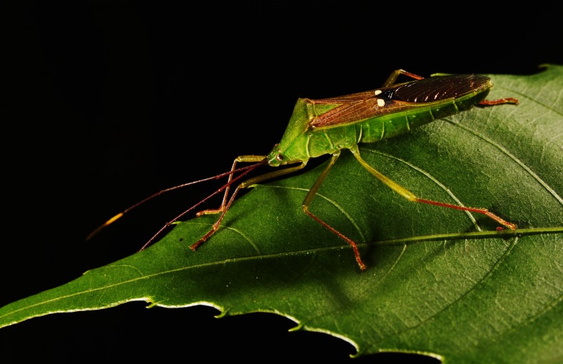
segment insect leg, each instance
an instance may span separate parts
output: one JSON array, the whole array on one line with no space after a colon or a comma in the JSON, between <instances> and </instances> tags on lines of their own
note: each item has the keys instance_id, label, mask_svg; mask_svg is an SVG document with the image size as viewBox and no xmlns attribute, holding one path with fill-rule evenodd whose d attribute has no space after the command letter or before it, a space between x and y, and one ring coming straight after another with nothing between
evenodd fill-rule
<instances>
[{"instance_id":1,"label":"insect leg","mask_svg":"<svg viewBox=\"0 0 563 364\"><path fill-rule=\"evenodd\" d=\"M387 87L395 84L395 82L397 81L397 78L399 77L399 75L404 75L407 76L411 78L414 78L415 80L422 80L424 78L422 76L415 75L414 73L411 73L411 72L407 72L404 69L395 69L389 75L387 78L387 80L383 84L382 87Z\"/></svg>"},{"instance_id":2,"label":"insect leg","mask_svg":"<svg viewBox=\"0 0 563 364\"><path fill-rule=\"evenodd\" d=\"M324 169L321 175L319 176L319 178L314 182L314 184L311 187L311 189L309 190L309 192L307 193L307 196L305 196L305 199L303 201L303 211L304 211L306 214L312 217L315 221L317 221L317 223L327 228L333 234L336 234L338 238L344 240L348 244L349 244L350 246L352 247L352 249L354 250L354 254L356 256L356 262L358 262L358 265L360 266L360 269L361 269L362 271L365 271L367 267L363 263L363 262L362 262L362 259L360 258L360 253L358 251L358 247L356 245L356 242L347 236L345 236L344 234L343 234L334 227L332 227L332 226L329 225L328 224L321 220L319 217L317 217L316 215L314 215L309 211L309 205L310 205L312 202L313 198L314 198L314 196L317 194L317 192L319 190L319 188L321 187L321 185L323 184L323 182L324 182L325 179L326 179L327 175L328 175L328 172L330 172L330 170L332 168L332 166L334 165L334 163L336 163L336 159L338 159L339 155L340 150L336 152L334 154L332 155L332 157L330 159L330 161L329 161L328 165Z\"/></svg>"},{"instance_id":3,"label":"insect leg","mask_svg":"<svg viewBox=\"0 0 563 364\"><path fill-rule=\"evenodd\" d=\"M238 162L246 162L246 163L257 163L261 162L264 160L266 158L264 155L240 155L237 157L235 159L234 161L233 162L233 166L231 168L231 174L229 174L229 180L227 181L227 188L225 190L225 194L223 194L223 200L221 202L221 205L219 207L218 209L205 209L203 211L200 211L197 214L196 214L196 216L200 216L201 215L206 215L207 214L218 214L220 212L222 212L225 209L225 204L227 203L227 196L229 195L229 190L230 188L230 183L231 181L233 179L233 174L234 174L234 171L236 169L236 165Z\"/></svg>"},{"instance_id":4,"label":"insect leg","mask_svg":"<svg viewBox=\"0 0 563 364\"><path fill-rule=\"evenodd\" d=\"M409 201L412 202L422 202L424 203L428 203L429 205L435 205L437 206L441 206L443 207L449 207L450 209L456 209L462 211L468 211L470 212L476 212L479 214L483 214L490 218L492 218L497 223L501 225L505 226L506 227L510 229L511 230L516 230L516 225L503 220L502 218L497 216L492 212L490 212L487 209L484 209L482 207L466 207L463 206L459 206L457 205L452 205L450 203L446 203L442 202L434 201L432 200L425 200L424 198L419 198L415 194L411 192L411 191L406 190L404 187L400 185L394 181L392 181L389 177L382 174L380 172L376 170L375 168L369 166L367 162L364 161L362 157L360 156L360 150L358 149L358 146L354 146L352 148L350 148L350 151L352 152L354 156L358 160L360 163L364 166L365 169L368 170L371 174L375 176L378 179L387 185L389 187L391 188L393 191L398 193Z\"/></svg>"},{"instance_id":5,"label":"insect leg","mask_svg":"<svg viewBox=\"0 0 563 364\"><path fill-rule=\"evenodd\" d=\"M224 198L223 204L221 205L220 209L216 210L216 212L218 213L220 212L221 215L219 216L219 218L217 220L217 221L213 225L213 226L211 227L211 229L209 230L207 232L207 234L204 235L203 237L201 238L199 240L198 240L197 242L196 242L195 243L192 244L192 246L189 247L189 249L191 249L192 250L195 251L196 249L202 242L203 242L205 240L207 240L207 239L209 239L211 237L211 236L212 236L214 234L215 234L215 231L216 231L217 229L219 229L219 227L221 225L221 221L222 221L225 214L227 214L227 212L229 210L229 208L231 207L231 205L233 203L233 201L235 200L235 196L236 196L237 194L238 193L239 191L240 191L240 190L242 190L243 188L246 188L249 186L251 186L252 185L259 183L260 183L263 181L266 181L266 179L275 178L275 177L279 177L279 176L282 176L284 174L288 174L289 173L292 173L295 171L297 171L297 170L303 168L303 167L305 167L305 166L306 166L306 164L307 164L307 162L303 161L303 162L301 162L301 163L299 164L299 166L297 166L297 167L291 167L291 168L284 168L284 169L282 169L282 170L275 170L275 171L273 171L273 172L270 172L268 173L265 173L264 174L249 179L246 181L244 181L244 182L242 182L241 183L240 183L238 185L237 185L236 188L235 189L235 191L233 192L233 194L231 195L231 198L229 199L229 201L227 203L225 203L225 198Z\"/></svg>"}]
</instances>

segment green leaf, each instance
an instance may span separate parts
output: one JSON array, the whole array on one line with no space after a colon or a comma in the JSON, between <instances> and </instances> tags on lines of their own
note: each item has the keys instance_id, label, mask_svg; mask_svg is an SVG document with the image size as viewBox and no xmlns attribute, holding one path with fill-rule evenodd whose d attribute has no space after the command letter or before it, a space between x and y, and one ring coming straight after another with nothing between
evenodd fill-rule
<instances>
[{"instance_id":1,"label":"green leaf","mask_svg":"<svg viewBox=\"0 0 563 364\"><path fill-rule=\"evenodd\" d=\"M406 201L345 152L310 206L325 164L255 186L220 230L217 216L178 224L148 249L0 308L0 327L130 301L210 305L222 315L271 312L329 333L358 355L425 353L452 363L555 362L563 356L563 67L491 76L489 99L398 137L363 145L371 166L424 198L486 207L516 223ZM474 214L479 215L479 214Z\"/></svg>"}]
</instances>

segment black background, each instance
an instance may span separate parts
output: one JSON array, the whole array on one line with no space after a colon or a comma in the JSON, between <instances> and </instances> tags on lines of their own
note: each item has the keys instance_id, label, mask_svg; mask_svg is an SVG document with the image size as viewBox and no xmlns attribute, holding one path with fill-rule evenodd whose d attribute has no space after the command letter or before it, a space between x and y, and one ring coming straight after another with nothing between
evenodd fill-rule
<instances>
[{"instance_id":1,"label":"black background","mask_svg":"<svg viewBox=\"0 0 563 364\"><path fill-rule=\"evenodd\" d=\"M298 97L371 89L398 68L531 74L563 63L558 12L535 4L76 3L3 5L0 306L135 253L211 187L162 196L84 237L156 191L267 153ZM3 328L0 361L409 359L351 359L350 344L288 332L294 323L274 315L145 306Z\"/></svg>"}]
</instances>

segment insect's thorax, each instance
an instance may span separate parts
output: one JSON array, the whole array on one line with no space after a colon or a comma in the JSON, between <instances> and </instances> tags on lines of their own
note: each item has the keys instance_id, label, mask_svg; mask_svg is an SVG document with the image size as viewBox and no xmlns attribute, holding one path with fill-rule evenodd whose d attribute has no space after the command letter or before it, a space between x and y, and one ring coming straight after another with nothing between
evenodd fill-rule
<instances>
[{"instance_id":1,"label":"insect's thorax","mask_svg":"<svg viewBox=\"0 0 563 364\"><path fill-rule=\"evenodd\" d=\"M414 82L406 84L411 88L411 84L416 86ZM374 143L403 134L437 119L471 109L486 98L490 84L487 81L482 87L470 89L461 95L422 102L398 100L396 93L402 91L400 87L404 88L400 85L381 89L383 93L376 91L377 93L371 95L369 93L355 94L358 98L352 102L338 103L338 98L299 99L282 140L268 156L268 163L276 166L306 161L358 143ZM393 93L396 91L399 92ZM380 96L378 98L377 95ZM347 119L346 110L340 112L344 109L343 105L358 109L361 113L358 113L357 117ZM332 121L336 118L328 117L330 113L336 112L339 113L337 122ZM330 122L319 122L319 118L323 122L330 120Z\"/></svg>"}]
</instances>

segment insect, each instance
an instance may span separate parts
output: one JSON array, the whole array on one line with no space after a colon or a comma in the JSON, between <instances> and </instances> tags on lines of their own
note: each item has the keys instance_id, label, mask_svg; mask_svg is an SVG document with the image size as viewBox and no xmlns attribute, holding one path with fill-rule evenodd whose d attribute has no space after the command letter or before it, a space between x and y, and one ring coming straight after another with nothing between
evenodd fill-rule
<instances>
[{"instance_id":1,"label":"insect","mask_svg":"<svg viewBox=\"0 0 563 364\"><path fill-rule=\"evenodd\" d=\"M414 80L395 83L400 75L404 75ZM309 210L309 206L317 192L336 162L343 149L349 150L360 164L371 174L409 201L482 214L492 218L501 225L515 230L516 225L505 220L485 208L459 206L420 198L415 196L409 190L369 165L360 155L358 148L360 143L374 143L394 137L437 119L469 110L474 106L518 104L518 100L514 98L485 100L492 87L491 79L481 75L439 75L425 78L403 69L398 69L391 73L382 87L375 90L320 100L299 98L281 141L274 146L267 155L241 155L234 160L229 172L160 191L111 218L89 236L111 224L131 209L163 192L203 181L229 176L225 185L165 224L141 249L150 244L165 228L184 214L194 209L211 196L224 192L222 202L219 208L205 209L196 214L198 216L207 214L219 214L219 217L211 229L190 247L192 250L195 251L201 243L218 230L225 214L242 189L270 179L295 172L305 168L311 158L330 155L331 157L327 166L309 190L303 201L303 211L325 228L347 242L352 248L360 269L365 271L367 266L362 261L356 242ZM237 168L238 163L253 164ZM264 165L271 167L297 166L277 169L249 178L238 183L229 197L230 187L235 182L257 167ZM235 174L239 172L241 173L234 177ZM498 229L502 229L502 227L499 227Z\"/></svg>"}]
</instances>

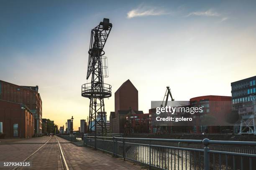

= = = = =

● **Co zrobić**
Wskaż w wykazie powyżej każdy wiersz zawierający słowo „background” i przepisz, proszę, wszystkie takie wiersze. Wielkość liter ma znaczenie.

● **Pełny wynik**
segment black background, each instance
[{"instance_id":1,"label":"black background","mask_svg":"<svg viewBox=\"0 0 563 364\"><path fill-rule=\"evenodd\" d=\"M298 97L371 89L398 68L531 74L563 63L558 12L535 4L76 3L3 5L0 306L135 253L211 187L162 196L84 237L156 191L267 153ZM3 328L0 361L409 359L351 359L350 344L288 332L294 323L274 315L145 306Z\"/></svg>"}]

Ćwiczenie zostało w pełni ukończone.